= Work instructions =
Only the line with "of the forest" and the lines after it, through the end of the material, belong in the answer; repeat them exactly.
*** Begin section ***
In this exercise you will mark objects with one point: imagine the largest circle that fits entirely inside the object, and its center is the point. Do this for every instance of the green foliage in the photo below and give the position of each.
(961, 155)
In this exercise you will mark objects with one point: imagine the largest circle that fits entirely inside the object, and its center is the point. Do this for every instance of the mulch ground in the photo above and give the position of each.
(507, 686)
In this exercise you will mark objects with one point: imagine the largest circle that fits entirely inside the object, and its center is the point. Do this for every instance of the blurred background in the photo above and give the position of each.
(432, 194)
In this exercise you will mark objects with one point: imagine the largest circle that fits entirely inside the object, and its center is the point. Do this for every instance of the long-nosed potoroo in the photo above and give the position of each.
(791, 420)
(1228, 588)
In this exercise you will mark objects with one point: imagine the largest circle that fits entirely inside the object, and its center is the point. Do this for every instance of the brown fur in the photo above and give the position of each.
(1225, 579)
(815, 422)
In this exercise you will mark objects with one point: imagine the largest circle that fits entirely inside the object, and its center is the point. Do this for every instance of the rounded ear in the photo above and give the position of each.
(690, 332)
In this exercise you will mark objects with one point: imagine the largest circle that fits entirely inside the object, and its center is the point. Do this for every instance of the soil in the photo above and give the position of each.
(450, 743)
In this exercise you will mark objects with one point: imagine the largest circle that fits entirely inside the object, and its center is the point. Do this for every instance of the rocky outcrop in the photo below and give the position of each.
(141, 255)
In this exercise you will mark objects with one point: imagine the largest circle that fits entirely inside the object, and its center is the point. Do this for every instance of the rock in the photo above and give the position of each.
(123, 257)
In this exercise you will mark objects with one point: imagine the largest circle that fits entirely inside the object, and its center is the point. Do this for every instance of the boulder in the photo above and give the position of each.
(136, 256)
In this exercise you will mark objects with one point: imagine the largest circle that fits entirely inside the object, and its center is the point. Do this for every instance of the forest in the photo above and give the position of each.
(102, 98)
*** End section ***
= Answer below =
In this exercise you will mark objects with one point: imagine the largest circle that fits entirely inside the object, and its center is the point. Do this for every instance of the forest in the photo above and give the position of each.
(102, 98)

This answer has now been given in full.